- Text segment -
How to read seed packets 

Photo Credit: Denee Bex

The month of May is full of promise! Now is the time to choose what warm-weather veggies you would like to grow if you haven’t already. For me, I have been planning this moment for months! So, if you are ready to plant, here are a few tips and things you need to know and when reading a seed packet. 

Plant Name: The name will be displayed prominently on the front and sometimes may include the Latin name of the variety of plant.  

Cover Photo: This is important to look at because it shows you how the vegetable looks, how big the vegetables are, and the size of the plants. This can help you determine the way you place your plants. 

Open-pollinated, heirloom, or hybrid: Confused by this? This just tells you the heritage of the plant and how long this type of plant has been around. Open-pollinated means seeds that have been stabilized over time (years or decades) and “breed true”. Heirlooms, while hotly debated, are just those open-pollinated seeds that have been around for decades longer. Some define it as those vegetable varieties that were planted before World War II. Hybrid are the newer types of varieties where the grower cross-pollinated two varieties to take the best features of each, such as disease and pest resistance, and drought tolerance. 

Packed for and sell by date: This date tells you when the seeds were grown and packaged. Sometimes it states, “to be used for (insert year)”, but I take this with a grain of salt. Seeds can last years provided they are stored correctly, out of sunlight and are kept dry and cool. Nurseries and garden centers sometimes sell last year’s lot on sale and this is the best way to get seeds for cheap.  

Annual or perennial?: Annual means you plant the seed, it grows, and dies in the same year. Some examples are tomatoes, peppers, corn, melons and squash. Perennial means you plant the seed it grows, dies back, and comes back in the spring and year after year. Some examples are strawberries, asparagus, and artichokes, and all fruit trees.  

Planting depth: When you plant the seed, it can range from just spreading on top of the soil to an inch. Generally, you can plant the seed down about the diameter size of the seed, but usually I don’t worry about it too much. It is easy to plant too deep, so err on the side of shallow, but be sure to keep the soil moist so it doesn’t dry out and stop germination.

- Data for analysis -
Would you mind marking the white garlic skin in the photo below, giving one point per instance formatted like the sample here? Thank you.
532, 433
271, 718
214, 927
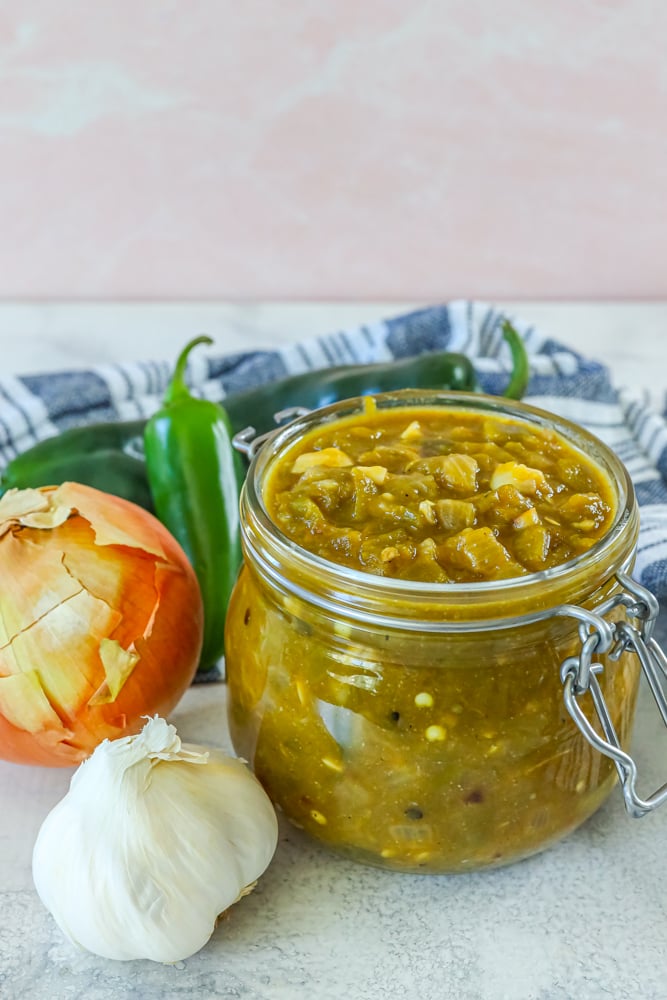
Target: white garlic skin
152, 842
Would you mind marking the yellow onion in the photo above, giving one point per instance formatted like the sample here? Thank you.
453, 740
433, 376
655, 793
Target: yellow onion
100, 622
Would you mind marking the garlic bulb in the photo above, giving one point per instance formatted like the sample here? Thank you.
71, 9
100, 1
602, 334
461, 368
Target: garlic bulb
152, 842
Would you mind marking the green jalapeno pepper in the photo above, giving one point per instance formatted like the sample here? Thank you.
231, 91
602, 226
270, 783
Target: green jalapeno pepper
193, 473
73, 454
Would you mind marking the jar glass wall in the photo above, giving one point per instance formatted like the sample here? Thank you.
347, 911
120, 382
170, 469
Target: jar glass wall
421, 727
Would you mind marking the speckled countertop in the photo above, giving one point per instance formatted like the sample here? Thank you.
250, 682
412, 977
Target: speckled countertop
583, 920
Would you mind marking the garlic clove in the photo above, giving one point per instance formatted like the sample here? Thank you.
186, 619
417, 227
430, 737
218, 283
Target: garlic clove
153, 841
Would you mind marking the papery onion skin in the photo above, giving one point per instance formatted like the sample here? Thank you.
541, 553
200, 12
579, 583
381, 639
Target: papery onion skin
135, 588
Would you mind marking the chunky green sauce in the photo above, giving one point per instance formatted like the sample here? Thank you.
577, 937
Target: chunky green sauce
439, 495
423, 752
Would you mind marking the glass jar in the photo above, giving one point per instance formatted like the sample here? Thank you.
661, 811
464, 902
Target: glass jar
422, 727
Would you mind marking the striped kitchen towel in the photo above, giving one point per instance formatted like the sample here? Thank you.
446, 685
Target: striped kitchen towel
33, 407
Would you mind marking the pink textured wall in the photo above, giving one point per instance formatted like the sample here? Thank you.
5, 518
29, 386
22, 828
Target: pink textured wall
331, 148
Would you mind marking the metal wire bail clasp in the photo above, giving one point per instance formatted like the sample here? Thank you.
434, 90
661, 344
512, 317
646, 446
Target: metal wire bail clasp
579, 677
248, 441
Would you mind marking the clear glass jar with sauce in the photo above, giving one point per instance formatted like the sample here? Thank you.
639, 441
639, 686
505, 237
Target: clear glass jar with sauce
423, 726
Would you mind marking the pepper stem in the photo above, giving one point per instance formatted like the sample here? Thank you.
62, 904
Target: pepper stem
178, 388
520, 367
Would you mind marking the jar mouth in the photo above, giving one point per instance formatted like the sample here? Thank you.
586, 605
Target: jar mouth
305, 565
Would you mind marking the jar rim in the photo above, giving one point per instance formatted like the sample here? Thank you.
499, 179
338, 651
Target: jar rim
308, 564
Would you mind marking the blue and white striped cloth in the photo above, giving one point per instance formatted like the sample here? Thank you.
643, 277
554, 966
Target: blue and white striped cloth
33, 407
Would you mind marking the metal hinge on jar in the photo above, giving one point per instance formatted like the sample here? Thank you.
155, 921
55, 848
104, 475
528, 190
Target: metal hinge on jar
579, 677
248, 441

- Study questions -
a) In the seed packet guide, why does the cover photo matter when you read a packet?
b) Can you carry on the seed packet guide from its last sentence?

- Answers to the exercises -
a) The cover photo shows what the vegetable looks like, how big the vegetables are, and the size of the plants. That information can help you decide how to place your plants.

b)
Thin to: This tells you the final spacing between plants. It is good to plant a little more seed than you need just incase some don’t pop up, but over time the seedlings can compete for water and nutrients. Close spacing will also affect the performance of the vegetable and can result in stunted plants.  

Height: The height of the mature plant can tell you if you might need to trellis it and where to plant it. It’s good to plant taller plant on the north side of a bed and the smaller ones on the south. This ensures the tall ones don’t shade out the smaller ones.  

Sun or shade?: Some veggies like a lot of sun, while other can get by with a few hours. This will help you decide where you plant and how. For example, I use the shade of some taller plants to protect my shade-loving plants. I currently have a bed of sugar snap peas interplanted with lettuce and other years I’ve planted cilantro at the bottom of my tomato plants.  

Days to germination: This indicates how soon you should expect the seeds to pop out of the soil. 

Maturity: This indicates when the plant is fully grown and how soon you should expect to be eating your harvest.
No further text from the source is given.